▶ [TEXTE À LIRE]
--------------------------------------------------
La bonne nouvelle pour la croissance de la productivité mondiale est que nous voyons ces nouvelles idées prospérer dans les grandes économies, un héritage direct des liens qui ont été tissés à l’ère de la mondialisation. Et l’Europe, contrairement à ce que certains pensent peut-être, est bien placée pour tirer parti de ces idées.

L’Union européenne représente environ un cinquième des publications les plus citées dans le monde, des brevets et des recherches - alors qu’elle compte moins de 7 % de la population mondiale[11] - et cette activité innovante concerne des secteurs-clés tels que l’IA et l’apprentissage automatique.

Selon une étude, l’Europe bénéficie de plus de talents dans l’IA que les États-Unis, avec plus de 120 000 personnes actives dans ce domaine, tandis que, l’année dernière, l’Europe cumulait un tiers du capital de départ total investi dans l’IA et l’apprentissage automatique dans les deux économies[12].

Notre région compte également de nombreuses entreprises innovantes dans d’autres secteurs de pointe. Les entreprises manufacturières européennes opèrent souvent à la frontière mondiale, que ce soit dans la production de machines de photolithographie pour les puces électroniques avancées ou les robots industriels. En fait, la part de l’Europe sur le marché de ces robots est deux fois plus importante que celle de la Chine et plus de trente fois supérieure à celle des États-Unis[13].
--------------------------------------------------
▶ [EXTRAITS DES LIGNES]
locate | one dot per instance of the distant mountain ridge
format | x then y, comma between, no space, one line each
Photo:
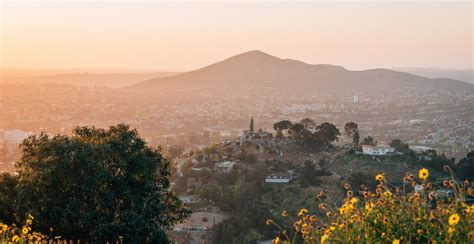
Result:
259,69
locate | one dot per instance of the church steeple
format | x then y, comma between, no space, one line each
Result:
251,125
--------------------------------------------------
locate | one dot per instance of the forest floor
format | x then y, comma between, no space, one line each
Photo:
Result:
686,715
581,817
--------------------------------------------------
▶ [CONSIGNE 1] D'après le texte sur l'innovation en Europe, combien de personnes sont actives dans le domaine de l'IA en Europe ?
▶ [CONSIGNE 2] Recopiez le passage du texte sur l'innovation en Europe compris entre « Notre région compte » et « celle des États-Unis[13]. », ces deux extraits inclus.
▶ [CONSIGNE 3] Poursuivez le texte sur l'innovation en Europe à partir de sa dernière phrase.
Les lignes ne jouent aucun rôle dans ce travail.

▶ [RÉSULTAT DE L'EXERCICE 1] Plus de 120 000 personnes.

▶ [RÉSULTAT DE L'EXERCICE 2]
Notre région compte également de nombreuses entreprises innovantes dans d’autres secteurs de pointe. Les entreprises manufacturières européennes opèrent souvent à la frontière mondiale, que ce soit dans la production de machines de photolithographie pour les puces électroniques avancées ou les robots industriels. En fait, la part de l’Europe sur le marché de ces robots est deux fois plus importante que celle de la Chine et plus de trente fois supérieure à celle des États-Unis[13].

▶ [RÉSULTAT DE L'EXERCICE 3]
Et de nombreuses entreprises parmi les plus performantes d’Europe ne sont même pas cotées en bourse. Sur les 2 700 « champions cachés » dans le monde, à savoir des petites et moyennes entreprises leaders mondiales sur leurs marchés de niche, plus de la moitié se trouvent en Allemagne, en Autriche et en Suisse[14].

Mais à mesure que la mondialisation s’essouffle et que le changement technologique s’accélère, toutes les économies sont confrontées à des goulets d’étranglement dans la transformation de ces idées en une croissance soutenue de la productivité.

Et ces goulets d’étranglement concernent les trois mêmes domaines qui ont été essentiels dans la libération du potentiel des idées dans l’histoire : la traduction, la diffusion et l’ambition.

La question qui se pose à nous est par conséquent la suivante : comment pouvons-nous briser ces goulets d'étranglement ?

Éliminer les goulets d’étranglement

Traduction

Permettez-moi de commencer par le premier goulet d’étranglement, la traduction.

Pour traduire de nouvelles idées en projets commercialisables, les écosystèmes économiques doivent être adaptés aux exigences spécifiques des technologies d’aujourd’hui.

Nous avons besoin de systèmes financiers qui nous permettent d’investir massivement dans les entreprises innovantes.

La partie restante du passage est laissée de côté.